▶ Work to do:
Take the line containing "Each instance receives one keypoint. Mark the arched doorway" and every line after it in the data below, and print them exactly as given, with nothing else.

----------------------------------------

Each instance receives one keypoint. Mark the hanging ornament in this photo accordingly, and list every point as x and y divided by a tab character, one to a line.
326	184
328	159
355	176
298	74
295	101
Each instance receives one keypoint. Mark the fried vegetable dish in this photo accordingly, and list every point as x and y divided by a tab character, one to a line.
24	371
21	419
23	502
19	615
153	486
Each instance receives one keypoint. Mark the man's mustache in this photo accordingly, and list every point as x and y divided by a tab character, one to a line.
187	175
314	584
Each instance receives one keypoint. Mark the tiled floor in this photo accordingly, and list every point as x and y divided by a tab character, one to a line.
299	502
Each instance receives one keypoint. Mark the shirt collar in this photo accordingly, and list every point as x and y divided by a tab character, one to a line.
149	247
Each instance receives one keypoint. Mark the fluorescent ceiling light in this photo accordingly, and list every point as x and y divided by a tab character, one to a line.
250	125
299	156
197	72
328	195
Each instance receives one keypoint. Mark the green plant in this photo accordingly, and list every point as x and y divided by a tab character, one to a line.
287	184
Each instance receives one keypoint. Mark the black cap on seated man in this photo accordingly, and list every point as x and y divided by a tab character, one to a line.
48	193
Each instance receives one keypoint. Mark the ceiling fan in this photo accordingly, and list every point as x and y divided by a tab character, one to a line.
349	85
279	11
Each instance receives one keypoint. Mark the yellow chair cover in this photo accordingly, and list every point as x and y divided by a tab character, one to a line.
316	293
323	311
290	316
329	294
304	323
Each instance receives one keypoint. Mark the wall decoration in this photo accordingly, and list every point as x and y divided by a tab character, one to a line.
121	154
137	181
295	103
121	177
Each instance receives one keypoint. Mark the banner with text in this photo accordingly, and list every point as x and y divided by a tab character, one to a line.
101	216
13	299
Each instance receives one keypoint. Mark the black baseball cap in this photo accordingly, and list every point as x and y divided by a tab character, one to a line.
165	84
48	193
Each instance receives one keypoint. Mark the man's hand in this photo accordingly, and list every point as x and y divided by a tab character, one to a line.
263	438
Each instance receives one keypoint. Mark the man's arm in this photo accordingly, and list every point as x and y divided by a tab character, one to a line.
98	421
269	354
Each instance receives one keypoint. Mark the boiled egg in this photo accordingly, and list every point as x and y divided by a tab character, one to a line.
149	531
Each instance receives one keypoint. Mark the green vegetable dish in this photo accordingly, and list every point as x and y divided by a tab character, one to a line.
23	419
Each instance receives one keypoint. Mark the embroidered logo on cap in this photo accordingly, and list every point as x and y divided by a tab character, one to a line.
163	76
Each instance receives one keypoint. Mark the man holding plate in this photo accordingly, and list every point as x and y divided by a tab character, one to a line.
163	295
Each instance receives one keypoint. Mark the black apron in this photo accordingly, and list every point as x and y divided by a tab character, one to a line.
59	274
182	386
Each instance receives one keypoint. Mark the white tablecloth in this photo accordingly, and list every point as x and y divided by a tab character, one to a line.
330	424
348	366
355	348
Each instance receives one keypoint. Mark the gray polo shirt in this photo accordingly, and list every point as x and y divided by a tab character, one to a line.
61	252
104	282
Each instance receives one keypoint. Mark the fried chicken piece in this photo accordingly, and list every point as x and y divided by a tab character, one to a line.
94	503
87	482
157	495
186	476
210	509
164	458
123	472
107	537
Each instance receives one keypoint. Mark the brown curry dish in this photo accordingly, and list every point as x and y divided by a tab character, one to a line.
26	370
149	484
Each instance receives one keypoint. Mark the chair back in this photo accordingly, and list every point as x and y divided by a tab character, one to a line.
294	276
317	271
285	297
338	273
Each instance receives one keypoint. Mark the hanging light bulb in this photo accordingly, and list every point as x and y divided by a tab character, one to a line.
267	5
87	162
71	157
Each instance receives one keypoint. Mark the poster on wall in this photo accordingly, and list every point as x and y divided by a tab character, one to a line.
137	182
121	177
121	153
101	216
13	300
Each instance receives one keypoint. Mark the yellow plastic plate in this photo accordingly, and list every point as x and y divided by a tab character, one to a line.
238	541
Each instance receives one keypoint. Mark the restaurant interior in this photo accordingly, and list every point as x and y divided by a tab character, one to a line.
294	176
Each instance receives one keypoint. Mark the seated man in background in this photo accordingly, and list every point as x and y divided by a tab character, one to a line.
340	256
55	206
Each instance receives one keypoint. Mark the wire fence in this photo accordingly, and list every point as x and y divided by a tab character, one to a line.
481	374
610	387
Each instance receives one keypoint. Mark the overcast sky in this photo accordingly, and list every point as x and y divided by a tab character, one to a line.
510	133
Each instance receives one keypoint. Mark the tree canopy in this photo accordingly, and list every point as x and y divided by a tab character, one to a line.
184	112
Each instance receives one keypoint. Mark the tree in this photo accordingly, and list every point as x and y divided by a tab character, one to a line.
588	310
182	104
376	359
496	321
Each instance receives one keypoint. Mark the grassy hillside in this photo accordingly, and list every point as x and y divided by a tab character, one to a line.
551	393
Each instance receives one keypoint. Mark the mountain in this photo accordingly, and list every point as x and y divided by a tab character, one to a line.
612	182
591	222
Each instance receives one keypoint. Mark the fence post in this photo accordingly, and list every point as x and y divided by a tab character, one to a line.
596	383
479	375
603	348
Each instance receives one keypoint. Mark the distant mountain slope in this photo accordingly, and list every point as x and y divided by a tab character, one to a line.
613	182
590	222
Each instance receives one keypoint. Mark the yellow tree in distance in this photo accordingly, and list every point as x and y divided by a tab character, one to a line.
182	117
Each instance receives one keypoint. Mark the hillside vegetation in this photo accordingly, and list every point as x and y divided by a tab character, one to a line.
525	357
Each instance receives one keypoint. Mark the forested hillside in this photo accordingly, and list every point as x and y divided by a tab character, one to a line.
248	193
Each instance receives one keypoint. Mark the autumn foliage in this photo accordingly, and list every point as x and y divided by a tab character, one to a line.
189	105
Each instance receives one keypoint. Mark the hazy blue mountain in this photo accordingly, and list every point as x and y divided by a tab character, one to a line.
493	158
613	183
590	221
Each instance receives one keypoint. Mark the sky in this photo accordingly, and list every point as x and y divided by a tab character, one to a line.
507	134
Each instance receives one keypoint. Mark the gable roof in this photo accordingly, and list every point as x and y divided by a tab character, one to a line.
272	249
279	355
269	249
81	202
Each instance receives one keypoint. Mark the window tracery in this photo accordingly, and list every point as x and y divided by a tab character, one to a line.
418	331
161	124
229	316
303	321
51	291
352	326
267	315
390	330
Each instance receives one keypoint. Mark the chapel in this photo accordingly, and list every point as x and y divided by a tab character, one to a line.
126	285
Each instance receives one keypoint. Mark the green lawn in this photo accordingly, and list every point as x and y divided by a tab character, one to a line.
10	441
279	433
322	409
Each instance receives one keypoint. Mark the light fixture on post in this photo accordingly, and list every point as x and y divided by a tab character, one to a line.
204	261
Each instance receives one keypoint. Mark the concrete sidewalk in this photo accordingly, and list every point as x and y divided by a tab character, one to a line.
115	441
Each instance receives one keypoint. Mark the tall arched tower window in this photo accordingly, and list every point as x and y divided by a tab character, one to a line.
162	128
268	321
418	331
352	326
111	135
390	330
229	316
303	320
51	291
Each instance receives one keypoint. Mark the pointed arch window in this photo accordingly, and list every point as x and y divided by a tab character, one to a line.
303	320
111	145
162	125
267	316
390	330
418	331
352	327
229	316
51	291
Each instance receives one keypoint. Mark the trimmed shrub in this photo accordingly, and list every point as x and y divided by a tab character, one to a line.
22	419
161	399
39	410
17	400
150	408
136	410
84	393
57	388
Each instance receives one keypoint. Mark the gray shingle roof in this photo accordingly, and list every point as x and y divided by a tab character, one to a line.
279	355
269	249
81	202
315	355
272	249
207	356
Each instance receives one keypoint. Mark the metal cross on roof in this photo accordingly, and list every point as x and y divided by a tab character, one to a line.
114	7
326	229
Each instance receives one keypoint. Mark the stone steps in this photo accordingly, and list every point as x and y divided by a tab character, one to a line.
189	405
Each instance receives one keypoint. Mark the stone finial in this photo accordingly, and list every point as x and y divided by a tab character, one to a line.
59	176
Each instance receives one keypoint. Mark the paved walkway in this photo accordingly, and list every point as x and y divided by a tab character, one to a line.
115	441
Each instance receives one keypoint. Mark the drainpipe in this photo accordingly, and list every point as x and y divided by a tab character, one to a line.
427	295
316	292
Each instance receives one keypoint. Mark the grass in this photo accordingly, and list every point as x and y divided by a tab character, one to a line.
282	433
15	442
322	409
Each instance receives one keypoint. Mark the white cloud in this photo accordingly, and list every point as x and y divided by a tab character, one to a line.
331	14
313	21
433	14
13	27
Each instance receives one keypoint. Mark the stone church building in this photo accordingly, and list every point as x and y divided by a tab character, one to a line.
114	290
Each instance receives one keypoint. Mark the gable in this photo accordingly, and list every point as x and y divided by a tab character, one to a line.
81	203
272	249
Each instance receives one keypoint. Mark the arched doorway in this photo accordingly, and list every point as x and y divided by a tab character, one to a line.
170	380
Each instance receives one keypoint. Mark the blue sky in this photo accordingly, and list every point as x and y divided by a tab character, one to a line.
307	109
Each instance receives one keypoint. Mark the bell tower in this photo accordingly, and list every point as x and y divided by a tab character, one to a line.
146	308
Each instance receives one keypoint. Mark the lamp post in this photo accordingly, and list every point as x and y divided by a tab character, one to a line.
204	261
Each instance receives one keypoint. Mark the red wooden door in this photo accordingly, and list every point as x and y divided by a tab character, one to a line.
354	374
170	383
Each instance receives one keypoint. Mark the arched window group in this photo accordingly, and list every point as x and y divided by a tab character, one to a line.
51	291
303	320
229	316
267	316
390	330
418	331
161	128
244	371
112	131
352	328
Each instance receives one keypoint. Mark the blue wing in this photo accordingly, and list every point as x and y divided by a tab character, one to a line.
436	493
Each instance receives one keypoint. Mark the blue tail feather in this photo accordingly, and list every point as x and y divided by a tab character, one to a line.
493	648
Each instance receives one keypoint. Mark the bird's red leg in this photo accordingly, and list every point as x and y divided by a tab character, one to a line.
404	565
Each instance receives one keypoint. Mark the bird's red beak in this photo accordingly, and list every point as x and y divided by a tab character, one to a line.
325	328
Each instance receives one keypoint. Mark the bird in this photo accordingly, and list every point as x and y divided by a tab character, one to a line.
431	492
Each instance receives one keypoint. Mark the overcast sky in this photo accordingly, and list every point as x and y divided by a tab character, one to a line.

----------------------------------------

▶ Full response:
Each instance receives one keypoint. Mark the arched doorway in this photo accordingly, and list every point as x and y divided by a tab character, one to a line.
170	380
Each instance receives one keypoint. Mark the blue sky in this photo accordingly, and list every point as x and y divided by a tab character, one to a line.
307	109
Each instance receives one keypoint. Mark the bell tower in this photo accordingly, and list every point as x and y divided by a tab character, one to a line.
146	308
Each instance receives one keypoint. Mark the lamp post in this photo accordingly, and list every point as x and y divided by a tab character, one to a line.
204	261
Each instance receives one keypoint. Mark the red wooden door in this photo accordingly, and list every point as x and y divided by a tab character, one to a line.
354	374
170	383
Each instance receives one keypoint. Mark the arched window group in this photo accordingly, and list every point as x and y divided by a tab character, one to a line.
51	291
303	320
229	316
267	316
390	330
418	331
161	128
244	371
112	131
352	328
Each instance receives one keypoint. Mark the blue wing in this photo accordingly, and list every point as x and y divided by a tab character, one to a line.
436	493
Each instance receives one keypoint. Mark the blue tail feather in this photo accordingly, and list every point as x and y divided by a tab character, one to a line.
493	648
Each instance receives one keypoint. Mark the bird's red leg in this photo accordingly, and list every point as x and y divided by a tab character, one to a line.
404	565
Each instance receives one keypoint. Mark the bird's red beak in this photo accordingly, and list every point as x and y divided by a tab character, one to a line.
325	328
Each instance receives one keypoint. Mark the bird in this photo accordingly, and list every point as x and y divided by a tab character, one to a line.
431	492
Each instance receives one keypoint. Mark the overcast sky in this photo accordingly, and list every point as x and y divided by a tab character, one to a line.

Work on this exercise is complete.